_ABOUT THIS TASK_.
When you reach the line containing "small building | locate" in the records below, start copying exactly, and stop once you have copied the line containing "banner sign | locate".

_RECORDED DATA_.
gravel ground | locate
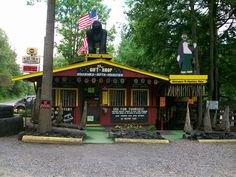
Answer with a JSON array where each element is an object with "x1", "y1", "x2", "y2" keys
[{"x1": 0, "y1": 136, "x2": 235, "y2": 177}]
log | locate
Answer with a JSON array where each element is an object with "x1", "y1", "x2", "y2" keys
[
  {"x1": 22, "y1": 135, "x2": 83, "y2": 144},
  {"x1": 26, "y1": 122, "x2": 85, "y2": 135},
  {"x1": 115, "y1": 138, "x2": 169, "y2": 144}
]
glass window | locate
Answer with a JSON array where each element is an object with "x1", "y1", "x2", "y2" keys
[
  {"x1": 109, "y1": 89, "x2": 126, "y2": 106},
  {"x1": 132, "y1": 89, "x2": 149, "y2": 106}
]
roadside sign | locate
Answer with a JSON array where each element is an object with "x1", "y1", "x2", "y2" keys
[
  {"x1": 22, "y1": 55, "x2": 40, "y2": 64},
  {"x1": 27, "y1": 48, "x2": 38, "y2": 55},
  {"x1": 206, "y1": 100, "x2": 219, "y2": 110},
  {"x1": 22, "y1": 64, "x2": 39, "y2": 73}
]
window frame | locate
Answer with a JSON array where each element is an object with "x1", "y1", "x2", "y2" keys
[
  {"x1": 108, "y1": 88, "x2": 127, "y2": 106},
  {"x1": 57, "y1": 88, "x2": 79, "y2": 107},
  {"x1": 131, "y1": 89, "x2": 149, "y2": 106}
]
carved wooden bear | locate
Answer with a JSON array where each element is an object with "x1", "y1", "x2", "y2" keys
[{"x1": 86, "y1": 20, "x2": 107, "y2": 54}]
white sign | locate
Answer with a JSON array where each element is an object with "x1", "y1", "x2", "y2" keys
[
  {"x1": 22, "y1": 56, "x2": 40, "y2": 64},
  {"x1": 206, "y1": 100, "x2": 219, "y2": 110}
]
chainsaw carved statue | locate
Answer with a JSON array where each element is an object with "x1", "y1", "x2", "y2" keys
[
  {"x1": 177, "y1": 34, "x2": 197, "y2": 74},
  {"x1": 86, "y1": 20, "x2": 107, "y2": 54}
]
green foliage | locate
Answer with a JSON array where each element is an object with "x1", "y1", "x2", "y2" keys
[
  {"x1": 53, "y1": 54, "x2": 68, "y2": 68},
  {"x1": 117, "y1": 0, "x2": 194, "y2": 74},
  {"x1": 55, "y1": 0, "x2": 115, "y2": 64},
  {"x1": 117, "y1": 0, "x2": 236, "y2": 99},
  {"x1": 0, "y1": 29, "x2": 29, "y2": 100}
]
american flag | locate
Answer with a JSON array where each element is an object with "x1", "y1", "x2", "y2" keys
[
  {"x1": 77, "y1": 37, "x2": 88, "y2": 56},
  {"x1": 77, "y1": 10, "x2": 97, "y2": 31}
]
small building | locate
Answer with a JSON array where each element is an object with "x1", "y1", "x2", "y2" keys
[{"x1": 12, "y1": 54, "x2": 208, "y2": 129}]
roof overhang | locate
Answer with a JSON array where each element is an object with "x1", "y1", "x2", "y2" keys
[{"x1": 12, "y1": 59, "x2": 169, "y2": 81}]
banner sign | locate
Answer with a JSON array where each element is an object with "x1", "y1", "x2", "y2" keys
[
  {"x1": 111, "y1": 107, "x2": 148, "y2": 123},
  {"x1": 77, "y1": 64, "x2": 123, "y2": 77}
]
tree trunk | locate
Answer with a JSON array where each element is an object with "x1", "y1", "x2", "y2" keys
[
  {"x1": 209, "y1": 0, "x2": 218, "y2": 101},
  {"x1": 38, "y1": 0, "x2": 55, "y2": 132},
  {"x1": 190, "y1": 0, "x2": 203, "y2": 129}
]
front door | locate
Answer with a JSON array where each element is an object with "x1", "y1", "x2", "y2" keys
[{"x1": 83, "y1": 86, "x2": 100, "y2": 124}]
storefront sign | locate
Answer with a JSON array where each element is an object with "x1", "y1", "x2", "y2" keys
[
  {"x1": 170, "y1": 80, "x2": 207, "y2": 84},
  {"x1": 77, "y1": 64, "x2": 123, "y2": 77},
  {"x1": 111, "y1": 107, "x2": 148, "y2": 123},
  {"x1": 169, "y1": 75, "x2": 208, "y2": 84}
]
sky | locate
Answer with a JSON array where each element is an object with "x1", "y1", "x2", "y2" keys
[{"x1": 0, "y1": 0, "x2": 127, "y2": 69}]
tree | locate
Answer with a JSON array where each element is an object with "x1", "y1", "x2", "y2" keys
[
  {"x1": 38, "y1": 0, "x2": 55, "y2": 132},
  {"x1": 118, "y1": 0, "x2": 199, "y2": 74},
  {"x1": 0, "y1": 28, "x2": 26, "y2": 101},
  {"x1": 55, "y1": 0, "x2": 112, "y2": 64},
  {"x1": 53, "y1": 54, "x2": 68, "y2": 68}
]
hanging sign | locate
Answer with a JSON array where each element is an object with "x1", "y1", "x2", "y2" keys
[{"x1": 77, "y1": 64, "x2": 123, "y2": 77}]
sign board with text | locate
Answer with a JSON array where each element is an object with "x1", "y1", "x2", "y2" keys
[
  {"x1": 77, "y1": 64, "x2": 123, "y2": 77},
  {"x1": 22, "y1": 56, "x2": 40, "y2": 64},
  {"x1": 22, "y1": 64, "x2": 39, "y2": 73},
  {"x1": 206, "y1": 100, "x2": 219, "y2": 110},
  {"x1": 111, "y1": 107, "x2": 148, "y2": 123}
]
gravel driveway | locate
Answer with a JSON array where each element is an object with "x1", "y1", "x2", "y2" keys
[{"x1": 0, "y1": 136, "x2": 235, "y2": 177}]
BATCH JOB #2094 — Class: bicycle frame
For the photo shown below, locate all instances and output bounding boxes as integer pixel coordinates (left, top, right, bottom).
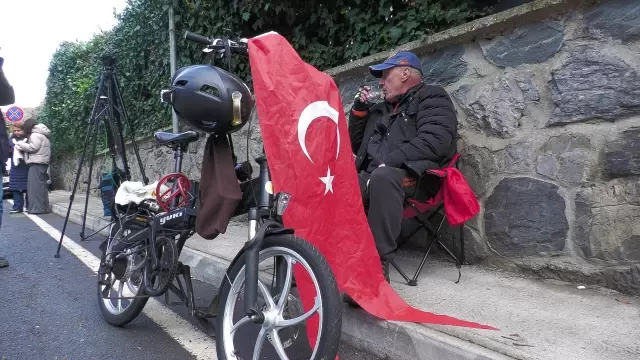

_ANSWER SECTION_.
small building | locate
Answer with a JSON array where each element is an object with "x1", "y1", "x2", "y2" keys
[{"x1": 12, "y1": 54, "x2": 208, "y2": 129}]
roof overhang | locate
Answer with a JSON array where each element is an object with "x1", "y1", "x2", "y2" keys
[{"x1": 12, "y1": 59, "x2": 169, "y2": 81}]
banner sign | locate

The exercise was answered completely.